---- Provided text
Hyperoxia is when the oxygen partial pressure exceeds 1.6 bar/ata (considered the maximum upper limit for recreational diving) or when a diver is exposed to elevated partial pressures of oxygen for a number of minutes exceeding those recommended in the universally used NOAA (National Oceanographic Atmospheric Administration) diving tables. (The RAID nitrox specialty teaches divers to use oxygen-enriched gases and covers this and related topics in detail.)

This exposure may lead to any number of the following symptoms:

  • Convulsions
  • Visual disturbance
  • Ringing in the ears
  • Muscle twitching
  • Dizziness

The symptoms may be sudden or gradual. Generally, open circuit air divers will be unlikely to experience this. Your depth limits and your no decompression limit (NDL) will not allow you to build up a partial pressure of oxygen that could be harmful.

With 21% oxygen in your normal air mix, you would need to descend to around 8 atmospheres (ata) of pressure to take you over the partial pressure of oxygen limit. (21% = 0.21 ata partial pressure of oxygen at the surface)

  • The following demonstrates the effects of depth on oxygen pressure.

    • For a 40-meters/130-feet dive, you are now at 5 ata of pressure: 5 × 0.21 = 1.05 ata.
--------
### [Task prompt]
Continue the passage on hyperoxia in divers from the point where it ends.
---- Data under study
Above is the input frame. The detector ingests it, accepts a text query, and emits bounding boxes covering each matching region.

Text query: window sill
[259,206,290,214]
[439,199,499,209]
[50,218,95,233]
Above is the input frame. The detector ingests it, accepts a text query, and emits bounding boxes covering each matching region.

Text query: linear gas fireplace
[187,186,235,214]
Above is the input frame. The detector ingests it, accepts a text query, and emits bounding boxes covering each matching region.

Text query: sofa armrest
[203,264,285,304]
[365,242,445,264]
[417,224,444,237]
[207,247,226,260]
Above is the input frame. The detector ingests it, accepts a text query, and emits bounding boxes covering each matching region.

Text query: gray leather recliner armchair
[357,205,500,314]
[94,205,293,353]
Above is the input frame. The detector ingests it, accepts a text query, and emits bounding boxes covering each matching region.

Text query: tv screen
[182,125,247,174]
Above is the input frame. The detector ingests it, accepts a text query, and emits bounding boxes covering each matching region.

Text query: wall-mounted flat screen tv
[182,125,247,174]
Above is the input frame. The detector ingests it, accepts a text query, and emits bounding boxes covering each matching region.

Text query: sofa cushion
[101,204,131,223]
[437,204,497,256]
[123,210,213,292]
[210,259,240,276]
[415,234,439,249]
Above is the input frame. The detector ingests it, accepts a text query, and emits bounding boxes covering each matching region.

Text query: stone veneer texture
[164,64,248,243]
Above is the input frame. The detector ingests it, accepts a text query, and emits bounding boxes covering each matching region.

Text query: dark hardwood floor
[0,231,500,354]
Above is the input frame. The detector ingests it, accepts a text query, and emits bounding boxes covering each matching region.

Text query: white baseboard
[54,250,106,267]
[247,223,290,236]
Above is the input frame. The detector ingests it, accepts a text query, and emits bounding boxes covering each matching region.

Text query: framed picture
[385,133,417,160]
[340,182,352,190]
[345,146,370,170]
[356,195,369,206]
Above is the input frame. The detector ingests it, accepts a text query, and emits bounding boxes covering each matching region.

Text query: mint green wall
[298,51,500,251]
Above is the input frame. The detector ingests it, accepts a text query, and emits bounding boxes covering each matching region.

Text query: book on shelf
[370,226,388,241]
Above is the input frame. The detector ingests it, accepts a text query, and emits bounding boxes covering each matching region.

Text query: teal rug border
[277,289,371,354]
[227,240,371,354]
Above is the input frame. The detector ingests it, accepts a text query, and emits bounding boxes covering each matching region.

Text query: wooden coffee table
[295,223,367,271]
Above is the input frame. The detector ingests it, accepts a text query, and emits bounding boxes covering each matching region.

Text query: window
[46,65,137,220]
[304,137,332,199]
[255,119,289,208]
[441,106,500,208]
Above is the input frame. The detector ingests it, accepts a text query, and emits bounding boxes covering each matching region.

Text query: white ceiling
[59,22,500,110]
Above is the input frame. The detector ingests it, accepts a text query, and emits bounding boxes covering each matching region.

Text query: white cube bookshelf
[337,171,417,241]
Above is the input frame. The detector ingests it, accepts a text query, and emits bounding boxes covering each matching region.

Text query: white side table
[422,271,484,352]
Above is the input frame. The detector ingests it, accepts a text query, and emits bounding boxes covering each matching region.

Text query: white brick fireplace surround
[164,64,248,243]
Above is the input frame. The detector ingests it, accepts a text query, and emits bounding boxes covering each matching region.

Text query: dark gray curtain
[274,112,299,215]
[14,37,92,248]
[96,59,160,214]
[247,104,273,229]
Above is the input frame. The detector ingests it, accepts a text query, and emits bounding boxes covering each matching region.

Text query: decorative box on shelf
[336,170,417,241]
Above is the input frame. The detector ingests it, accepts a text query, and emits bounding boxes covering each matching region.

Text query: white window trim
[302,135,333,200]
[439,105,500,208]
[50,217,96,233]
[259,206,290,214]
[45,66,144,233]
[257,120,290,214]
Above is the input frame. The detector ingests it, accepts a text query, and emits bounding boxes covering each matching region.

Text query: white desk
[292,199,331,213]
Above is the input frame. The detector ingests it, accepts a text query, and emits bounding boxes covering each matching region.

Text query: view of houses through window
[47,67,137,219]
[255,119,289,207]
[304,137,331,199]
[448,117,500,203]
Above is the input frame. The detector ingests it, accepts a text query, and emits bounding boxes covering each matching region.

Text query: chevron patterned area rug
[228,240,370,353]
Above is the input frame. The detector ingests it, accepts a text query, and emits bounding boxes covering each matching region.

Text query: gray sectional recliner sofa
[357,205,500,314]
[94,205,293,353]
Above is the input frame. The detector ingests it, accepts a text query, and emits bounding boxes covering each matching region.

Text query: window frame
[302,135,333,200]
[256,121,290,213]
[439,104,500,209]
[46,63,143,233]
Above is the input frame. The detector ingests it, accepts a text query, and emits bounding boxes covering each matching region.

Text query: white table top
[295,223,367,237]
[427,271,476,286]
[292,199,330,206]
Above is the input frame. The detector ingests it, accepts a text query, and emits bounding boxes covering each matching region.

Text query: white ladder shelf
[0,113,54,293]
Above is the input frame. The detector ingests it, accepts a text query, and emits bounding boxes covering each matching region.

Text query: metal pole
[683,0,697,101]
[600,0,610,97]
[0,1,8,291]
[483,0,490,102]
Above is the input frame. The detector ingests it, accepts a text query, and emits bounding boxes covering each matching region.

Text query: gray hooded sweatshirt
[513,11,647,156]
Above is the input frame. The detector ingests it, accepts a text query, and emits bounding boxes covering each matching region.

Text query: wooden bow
--------
### [Answer to the problem]
    • For 60 meters/200 feet, you are now at 7 ata of pressure: 7 × 0.21 = 1.47 ata.
  • These examples are way over the RAID limit for this course program but illustrate how the oxygen pressure increases with depth. You can stay safe by not exceeding these limits. The maximum recreational depth limit is 40 meters/130 feet for divers who have the appropriate training and experience.

It is, however, possible with nitrox-certified divers who are trained to use higher concentrations of oxygen in their breathing gas to approach closer to the limits where oxygen toxicity is a tangible problem. Specialized training is required for nitrox diving.

IMPORTANT: The oxygen partial pressure limit of 1.6 is reached or even passed if uncontrolled descents are not stopped.